Job ::
Leaving out all images, write out the records that follow exactly.
-- start --
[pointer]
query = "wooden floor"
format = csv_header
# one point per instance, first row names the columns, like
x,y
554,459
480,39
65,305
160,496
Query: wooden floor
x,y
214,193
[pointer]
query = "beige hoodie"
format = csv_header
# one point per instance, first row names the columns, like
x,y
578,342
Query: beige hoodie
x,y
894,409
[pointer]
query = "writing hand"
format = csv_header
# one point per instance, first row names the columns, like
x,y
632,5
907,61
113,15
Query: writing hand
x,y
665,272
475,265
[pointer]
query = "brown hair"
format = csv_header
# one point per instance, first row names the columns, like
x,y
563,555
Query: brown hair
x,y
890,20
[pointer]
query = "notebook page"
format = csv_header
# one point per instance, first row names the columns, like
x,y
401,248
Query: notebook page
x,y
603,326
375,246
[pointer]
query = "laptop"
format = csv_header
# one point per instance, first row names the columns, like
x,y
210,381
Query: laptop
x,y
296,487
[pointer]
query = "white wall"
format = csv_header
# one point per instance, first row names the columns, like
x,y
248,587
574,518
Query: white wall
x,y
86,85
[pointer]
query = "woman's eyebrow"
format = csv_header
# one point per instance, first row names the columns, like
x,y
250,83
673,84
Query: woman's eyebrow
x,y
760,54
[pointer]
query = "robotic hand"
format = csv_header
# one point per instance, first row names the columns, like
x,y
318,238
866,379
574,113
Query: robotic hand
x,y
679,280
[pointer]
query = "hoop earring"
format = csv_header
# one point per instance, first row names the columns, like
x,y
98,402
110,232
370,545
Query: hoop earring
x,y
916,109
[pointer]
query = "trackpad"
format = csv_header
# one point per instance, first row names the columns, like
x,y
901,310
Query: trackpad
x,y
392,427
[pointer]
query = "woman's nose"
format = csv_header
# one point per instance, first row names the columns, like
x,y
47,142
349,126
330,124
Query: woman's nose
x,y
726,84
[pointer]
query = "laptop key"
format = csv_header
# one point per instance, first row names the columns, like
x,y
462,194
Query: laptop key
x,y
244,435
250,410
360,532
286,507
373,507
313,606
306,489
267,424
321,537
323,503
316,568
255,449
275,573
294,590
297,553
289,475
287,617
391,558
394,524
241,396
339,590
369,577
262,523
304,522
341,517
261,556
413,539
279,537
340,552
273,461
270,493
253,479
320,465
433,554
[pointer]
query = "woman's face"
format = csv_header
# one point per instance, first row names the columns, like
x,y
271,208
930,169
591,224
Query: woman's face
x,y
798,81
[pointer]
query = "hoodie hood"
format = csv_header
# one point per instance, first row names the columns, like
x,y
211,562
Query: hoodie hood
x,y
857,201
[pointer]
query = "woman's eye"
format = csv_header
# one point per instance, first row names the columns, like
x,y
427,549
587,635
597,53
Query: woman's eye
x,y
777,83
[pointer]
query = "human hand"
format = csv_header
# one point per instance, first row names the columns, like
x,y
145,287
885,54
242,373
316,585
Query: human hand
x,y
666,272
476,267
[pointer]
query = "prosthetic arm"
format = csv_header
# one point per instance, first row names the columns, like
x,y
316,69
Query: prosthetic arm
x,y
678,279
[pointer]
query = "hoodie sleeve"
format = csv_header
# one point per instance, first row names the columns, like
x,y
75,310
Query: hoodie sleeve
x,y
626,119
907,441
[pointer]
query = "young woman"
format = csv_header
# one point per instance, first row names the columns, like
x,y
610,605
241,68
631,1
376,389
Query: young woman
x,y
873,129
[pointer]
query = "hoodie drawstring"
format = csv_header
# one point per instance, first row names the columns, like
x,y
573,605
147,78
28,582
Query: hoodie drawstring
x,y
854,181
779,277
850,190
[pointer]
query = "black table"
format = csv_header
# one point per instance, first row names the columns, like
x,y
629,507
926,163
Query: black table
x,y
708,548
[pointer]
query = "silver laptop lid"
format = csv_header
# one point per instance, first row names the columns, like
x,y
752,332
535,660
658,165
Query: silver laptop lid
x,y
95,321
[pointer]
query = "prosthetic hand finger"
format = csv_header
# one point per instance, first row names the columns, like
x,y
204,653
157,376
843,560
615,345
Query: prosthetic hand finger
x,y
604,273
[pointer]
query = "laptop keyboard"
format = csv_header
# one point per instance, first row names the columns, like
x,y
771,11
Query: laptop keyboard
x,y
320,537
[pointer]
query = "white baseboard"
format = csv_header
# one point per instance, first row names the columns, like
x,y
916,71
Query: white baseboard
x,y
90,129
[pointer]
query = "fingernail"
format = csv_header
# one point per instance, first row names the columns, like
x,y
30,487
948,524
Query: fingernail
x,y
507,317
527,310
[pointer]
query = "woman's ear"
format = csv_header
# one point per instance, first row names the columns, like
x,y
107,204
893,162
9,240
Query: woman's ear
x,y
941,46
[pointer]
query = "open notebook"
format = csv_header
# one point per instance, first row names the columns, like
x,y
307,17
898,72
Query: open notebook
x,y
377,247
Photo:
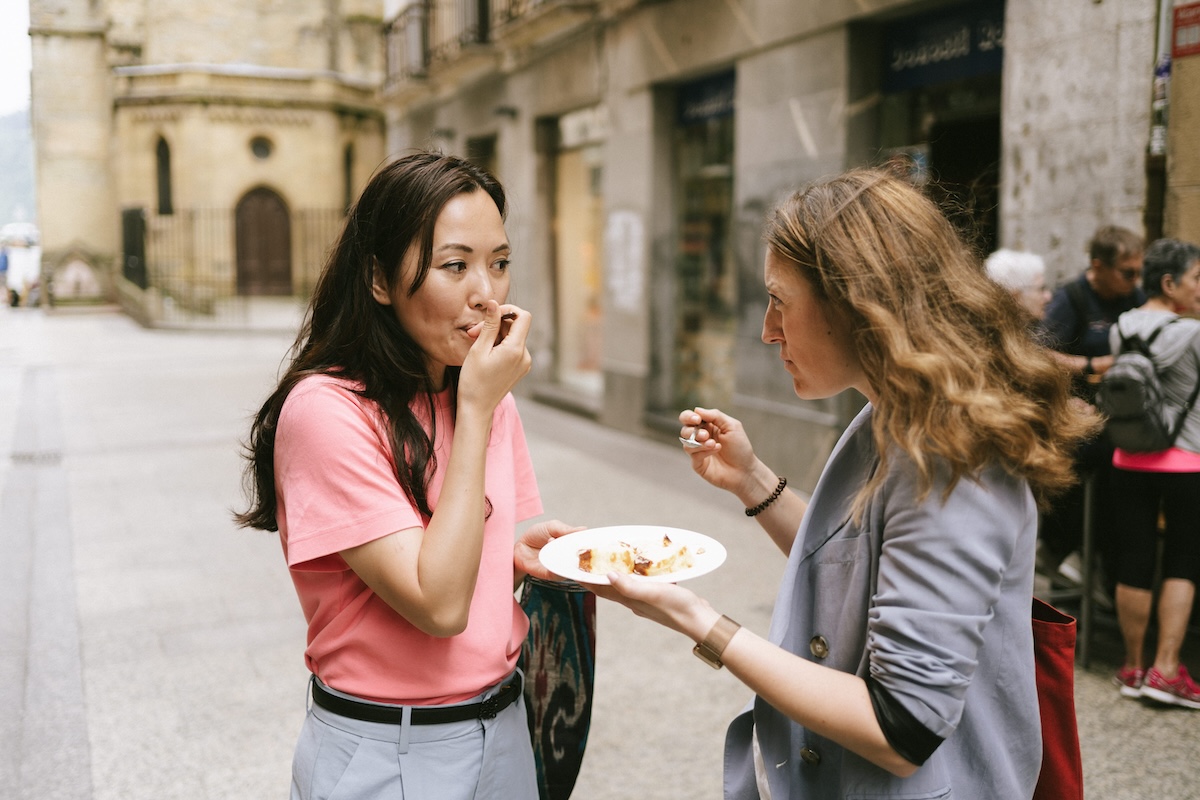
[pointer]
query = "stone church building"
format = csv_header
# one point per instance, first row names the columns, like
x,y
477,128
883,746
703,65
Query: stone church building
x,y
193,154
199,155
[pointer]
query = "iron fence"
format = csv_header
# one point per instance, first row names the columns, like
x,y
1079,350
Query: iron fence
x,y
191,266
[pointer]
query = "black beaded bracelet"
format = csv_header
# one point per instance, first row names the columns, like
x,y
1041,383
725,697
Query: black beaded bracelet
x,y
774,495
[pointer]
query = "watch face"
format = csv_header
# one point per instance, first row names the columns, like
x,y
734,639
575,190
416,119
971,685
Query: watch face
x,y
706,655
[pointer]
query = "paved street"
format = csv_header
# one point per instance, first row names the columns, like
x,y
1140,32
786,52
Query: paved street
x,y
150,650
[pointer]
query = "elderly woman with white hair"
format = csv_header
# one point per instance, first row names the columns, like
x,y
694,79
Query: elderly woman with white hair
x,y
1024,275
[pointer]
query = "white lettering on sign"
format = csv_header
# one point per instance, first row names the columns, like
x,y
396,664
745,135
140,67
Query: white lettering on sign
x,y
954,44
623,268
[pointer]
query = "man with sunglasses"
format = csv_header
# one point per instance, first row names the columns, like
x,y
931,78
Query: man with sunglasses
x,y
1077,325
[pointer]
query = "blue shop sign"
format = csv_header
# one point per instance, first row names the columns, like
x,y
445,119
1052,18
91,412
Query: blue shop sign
-- end --
Result ::
[pointer]
query = "wooden floor"
format = csv_header
# one point per instance, first row names the columns, like
x,y
554,459
480,39
65,305
160,496
Query: wooden floor
x,y
214,193
[pointer]
query = "beige hoodie"
format = csv_header
# one point per instance, first row names the columns, like
x,y
578,342
Query: beige hoodie
x,y
894,409
[pointer]
query = "writing hand"
format = csv_header
# one point per instance, first row names the columns, like
x,y
632,5
907,61
113,15
Query: writing hand
x,y
665,272
475,265
[pointer]
query = "brown hair"
format = csv_header
# one point per instance, first row names the columns, like
x,y
563,555
Query: brown hair
x,y
890,20
[pointer]
query = "notebook page"
format = csv_header
# one point per instance, first row names the columns, like
x,y
401,248
Query: notebook page
x,y
603,326
375,246
[pointer]
query = "laptop"
format = csv_header
# one point per instance, first row names the columns, like
x,y
210,381
Query: laptop
x,y
296,487
[pointer]
query = "white wall"
format = csv_header
# one point per instance, first row names the columns, like
x,y
248,587
574,518
Query: white wall
x,y
86,85
[pointer]
query = "woman's eyebrow"
format = csv_header
# one point per instance, first row names the columns, like
x,y
250,83
673,84
Query: woman's eyebrow
x,y
760,54
[pointer]
query = "robotic hand"
format = csv_header
# one point per instance, first row names the columns, like
x,y
318,238
866,379
574,113
Query: robotic hand
x,y
679,280
[pointer]
query = "hoop earring"
format = csv_header
# one point per instance, first row names the columns, like
x,y
98,402
110,232
370,545
Query: hoop earring
x,y
916,109
[pointer]
query = "trackpad"
format = csv_header
# one point per instance, first row names the columns, like
x,y
901,310
Query: trackpad
x,y
392,427
[pointer]
query = "woman's nose"
format = csv_header
# one point per instance, first row names the columns, like
x,y
47,142
349,126
330,124
Query: woman's nose
x,y
726,84
[pointer]
query = "laptop key"
format = csv_header
# one point per instance, first row names the columns, like
x,y
462,194
Query: laptop key
x,y
244,435
250,410
360,532
286,507
373,507
313,606
306,489
267,424
321,537
323,503
316,568
255,449
275,573
294,590
297,553
289,475
287,617
391,558
394,524
241,396
339,590
369,577
262,523
304,522
341,517
261,556
413,539
279,537
340,552
273,461
270,493
253,479
320,465
433,554
[pointer]
query = "woman's face"
format = csv_header
# one point per instance, first row names the columns, like
x,y
271,208
930,169
591,224
Query: woman's face
x,y
798,81
[pointer]
query = "hoodie hood"
format = csv_header
# one point per instance, first row names the columns, like
x,y
211,562
Query: hoodie hood
x,y
857,201
[pointer]
query = "woman's eye"
format = csv_header
# one point per instance, first row names the columns, like
x,y
427,549
587,635
597,53
Query: woman's eye
x,y
777,83
[pointer]
query = "human hand"
format = csv_header
# one point per instance, first row names the columns, like
x,y
145,287
885,54
242,373
316,585
Query: human hand
x,y
666,272
476,267
[pointer]
query = "prosthetic arm"
format = csv_header
# one point per instance, first row names the columns, like
x,y
316,69
Query: prosthetic arm
x,y
678,279
[pointer]
query = "hoodie sleeve"
format = csv_header
# one point per instance, first row names the columns, like
x,y
75,310
Query: hoodie sleeve
x,y
626,119
907,441
[pointer]
query = "young woman"
format = csv_header
# one point per instance, first row names the columns, like
x,y
610,605
241,68
631,1
376,389
Query: young woman
x,y
873,129
[pointer]
query = "hoodie drawstring"
format = csv_header
# one point per instance, first row names the columns, like
x,y
573,605
147,78
28,582
Query: hoodie drawstring
x,y
854,181
779,277
850,190
[pointer]
query = "black table"
format = csv_header
# one point per instance, first row names the columns, like
x,y
629,507
926,163
Query: black table
x,y
708,548
[pointer]
query = "silver laptop lid"
format = csv_header
# one point per instance, first row names the columns, like
x,y
752,332
535,660
658,165
Query: silver laptop lid
x,y
95,321
[pointer]
query = "prosthetic hand finger"
format = csv_header
# one point per instance, first row names the columns, like
x,y
204,653
157,376
843,560
615,345
Query: prosthetic hand finger
x,y
604,273
[pointer]
query = "laptop keyboard"
format = csv_header
# one point per instance, first row names the columns, like
x,y
771,11
Query: laptop keyboard
x,y
320,537
[pointer]
query = "white baseboard"
format = csv_header
# one point per instance, first row names the columns, like
x,y
916,71
Query: white baseboard
x,y
90,129
[pointer]
query = "fingernail"
format = csv_header
# one point per instance, first row names the columns, like
x,y
30,487
948,524
Query: fingernail
x,y
507,317
527,310
[pointer]
query = "woman's ear"
format = csv_header
# one point per instance, first row names the columns, like
x,y
107,204
893,162
9,240
Query: woman's ear
x,y
941,46
[pointer]
query = "open notebook"
format = csv_header
# one point per instance, first row names the columns, like
x,y
307,17
898,72
Query: open notebook
x,y
377,247
Photo:
[pointer]
query = "stone church building"
format = csv_header
# one point per instance, first row names the columns, like
x,y
477,128
883,746
703,65
Query: stone church building
x,y
193,154
199,155
[pointer]
query = "iron fence"
format = csv_header
# one point per instance, first row names the columns, like
x,y
1079,350
Query: iron fence
x,y
191,266
[pointer]
query = "black beaded bracelet"
format = csv_header
# one point per instance, first row names the columns, like
x,y
1041,383
725,697
Query: black beaded bracelet
x,y
774,495
[pointer]
query = "watch face"
format = csv_header
# one point per instance, first row names the columns, like
x,y
734,639
575,190
416,119
971,685
Query: watch face
x,y
706,655
[pointer]
query = "paved street"
format = csv_header
# one point per instance, first row names the columns, like
x,y
1140,32
786,52
Query: paved street
x,y
150,650
[pointer]
query = "elderly woman with white hair"
format = csv_header
# one point per instance, first row names the columns, like
x,y
694,79
Query: elderly woman with white hair
x,y
1024,275
[pointer]
query = "white lettering on sign"
format = csv_header
# one point per instance, first row names the columns, like
x,y
396,664
745,135
140,67
Query: white lettering on sign
x,y
954,44
623,268
[pointer]
query = "man with sunglasses"
format = csv_header
# one point per instance, first row names the columns, like
x,y
931,78
Query: man with sunglasses
x,y
1077,325
[pointer]
query = "blue shop sign"
format = csv_header
# one point per instance, first row names the columns, like
x,y
445,119
1052,18
91,412
Query: blue shop sign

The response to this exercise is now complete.